- Текст для чтения
════════════════════
Лишь с этой точки зрения можно постичь существование этого человека, его своеобразную отрешенность, его приподнятость над неразрешимыми противоречиями бытия, ту силу отцовских чувств, что помогает терпеть зло, пусть и не смиряясь с ним; то великодушие познавшего страдание и все еще страдающего сердца, которое, вопреки перенесенному оскорблению и непоколебимой убежденности в неправедности происшедшего, побуждает дать духовный приют тем самым людям, от коих исходили страдания, обида и несправедливость, чтобы в каком-то смысле растворить в себе эту несправедливость и объединить все и вся в невыразимую общность. Так возникает не знающее пределов величие, превосходящее и превозмогающее все и всякие различия. Макар — это народ, вознесенный до уровня великого образа и обретший его четкие контуры.

 

3. Старец Зосима и его брат Маркел

Мы знакомимся с ним, как и с Макаром — странником, когда он, глубокий старик, доживает последние дни своей жизни на фоне тех «косых лучей заходящего солнца», которые так часто служат у Достоевского символом последней метафизической связи… С религиозной точки зрения старик — это не только усмиривший себя мудрец, но и тот, в ком происходит возрождение внутреннего существа, устанавливающего контакт с вечным. Вечное проникает в его преходящее бытие; смерть же означает высвобождение созревшего внутреннего образа, совершающего переход в жизнь вечную. Таким образом, мудрость старика слагается не только из его земного опыта и просветленности, но и из знания, почерпнутого из иной сферы.
════════════════════
- Данные

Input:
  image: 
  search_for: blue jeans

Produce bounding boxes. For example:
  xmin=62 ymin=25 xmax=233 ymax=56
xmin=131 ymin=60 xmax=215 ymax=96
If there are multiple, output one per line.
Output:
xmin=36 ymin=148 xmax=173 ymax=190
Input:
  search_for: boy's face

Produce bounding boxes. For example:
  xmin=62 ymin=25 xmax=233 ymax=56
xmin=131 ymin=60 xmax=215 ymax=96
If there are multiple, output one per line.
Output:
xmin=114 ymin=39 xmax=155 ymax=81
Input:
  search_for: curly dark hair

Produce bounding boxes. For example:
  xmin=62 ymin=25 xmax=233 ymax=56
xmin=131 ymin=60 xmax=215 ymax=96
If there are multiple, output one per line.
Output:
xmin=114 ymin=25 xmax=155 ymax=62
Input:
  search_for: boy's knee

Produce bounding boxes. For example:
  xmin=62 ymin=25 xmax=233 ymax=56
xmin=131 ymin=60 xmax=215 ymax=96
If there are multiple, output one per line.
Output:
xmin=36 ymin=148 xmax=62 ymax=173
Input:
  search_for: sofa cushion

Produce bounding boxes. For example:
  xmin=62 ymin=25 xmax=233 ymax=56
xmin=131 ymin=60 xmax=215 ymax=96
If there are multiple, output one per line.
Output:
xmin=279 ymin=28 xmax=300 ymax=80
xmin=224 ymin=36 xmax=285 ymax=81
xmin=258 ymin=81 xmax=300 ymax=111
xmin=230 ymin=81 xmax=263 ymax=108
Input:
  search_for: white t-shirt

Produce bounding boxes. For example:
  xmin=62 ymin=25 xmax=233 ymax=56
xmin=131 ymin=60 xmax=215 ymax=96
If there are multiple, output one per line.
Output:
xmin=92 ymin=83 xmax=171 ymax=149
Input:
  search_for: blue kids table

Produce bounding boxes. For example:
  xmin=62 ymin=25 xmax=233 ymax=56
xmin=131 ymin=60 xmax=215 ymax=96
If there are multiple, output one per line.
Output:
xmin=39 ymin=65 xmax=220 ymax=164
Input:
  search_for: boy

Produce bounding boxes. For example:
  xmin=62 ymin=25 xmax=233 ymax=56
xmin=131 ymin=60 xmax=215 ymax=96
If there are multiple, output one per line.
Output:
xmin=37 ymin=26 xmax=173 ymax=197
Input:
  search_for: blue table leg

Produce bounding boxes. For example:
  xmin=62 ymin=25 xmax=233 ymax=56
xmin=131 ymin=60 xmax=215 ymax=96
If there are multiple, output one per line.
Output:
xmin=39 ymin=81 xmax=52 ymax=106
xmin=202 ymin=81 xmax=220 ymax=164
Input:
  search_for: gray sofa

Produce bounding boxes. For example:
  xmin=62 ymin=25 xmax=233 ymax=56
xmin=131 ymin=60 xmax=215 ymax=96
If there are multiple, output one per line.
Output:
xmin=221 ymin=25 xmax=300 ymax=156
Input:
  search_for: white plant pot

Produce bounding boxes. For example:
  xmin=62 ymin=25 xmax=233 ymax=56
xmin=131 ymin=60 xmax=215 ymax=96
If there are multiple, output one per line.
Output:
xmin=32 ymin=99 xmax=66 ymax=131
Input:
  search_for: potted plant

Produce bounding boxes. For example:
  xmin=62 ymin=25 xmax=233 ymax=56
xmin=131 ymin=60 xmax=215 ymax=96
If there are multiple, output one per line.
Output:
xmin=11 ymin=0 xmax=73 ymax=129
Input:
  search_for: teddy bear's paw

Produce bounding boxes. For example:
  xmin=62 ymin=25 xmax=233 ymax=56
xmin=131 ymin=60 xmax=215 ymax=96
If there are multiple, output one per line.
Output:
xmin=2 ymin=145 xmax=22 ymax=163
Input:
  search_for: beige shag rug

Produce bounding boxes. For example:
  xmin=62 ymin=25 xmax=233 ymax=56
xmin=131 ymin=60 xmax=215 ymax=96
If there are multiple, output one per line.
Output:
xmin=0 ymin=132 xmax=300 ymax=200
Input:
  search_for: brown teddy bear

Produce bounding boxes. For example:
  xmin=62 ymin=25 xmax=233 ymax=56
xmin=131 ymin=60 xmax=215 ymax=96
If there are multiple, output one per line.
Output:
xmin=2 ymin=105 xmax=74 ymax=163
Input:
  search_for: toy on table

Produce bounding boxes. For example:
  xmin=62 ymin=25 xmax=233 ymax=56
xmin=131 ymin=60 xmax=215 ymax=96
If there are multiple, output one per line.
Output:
════════════════════
- Задание
Пожалуйста, извлеките полностью текст для чтения о Макаре и старце Зосиме, приведенный выше, и воспроизведите его дословно.

- Ответ
Лишь с этой точки зрения можно постичь существование этого человека, его своеобразную отрешенность, его приподнятость над неразрешимыми противоречиями бытия, ту силу отцовских чувств, что помогает терпеть зло, пусть и не смиряясь с ним; то великодушие познавшего страдание и все еще страдающего сердца, которое, вопреки перенесенному оскорблению и непоколебимой убежденности в неправедности происшедшего, побуждает дать духовный приют тем самым людям, от коих исходили страдания, обида и несправедливость, чтобы в каком-то смысле растворить в себе эту несправедливость и объединить все и вся в невыразимую общность. Так возникает не знающее пределов величие, превосходящее и превозмогающее все и всякие различия. Макар — это народ, вознесенный до уровня великого образа и обретший его четкие контуры.

 

3. Старец Зосима и его брат Маркел

Мы знакомимся с ним, как и с Макаром — странником, когда он, глубокий старик, доживает последние дни своей жизни на фоне тех «косых лучей заходящего солнца», которые так часто служат у Достоевского символом последней метафизической связи… С религиозной точки зрения старик — это не только усмиривший себя мудрец, но и тот, в ком происходит возрождение внутреннего существа, устанавливающего контакт с вечным. Вечное проникает в его преходящее бытие; смерть же означает высвобождение созревшего внутреннего образа, совершающего переход в жизнь вечную. Таким образом, мудрость старика слагается не только из его земного опыта и просветленности, но и из знания, почерпнутого из иной сферы.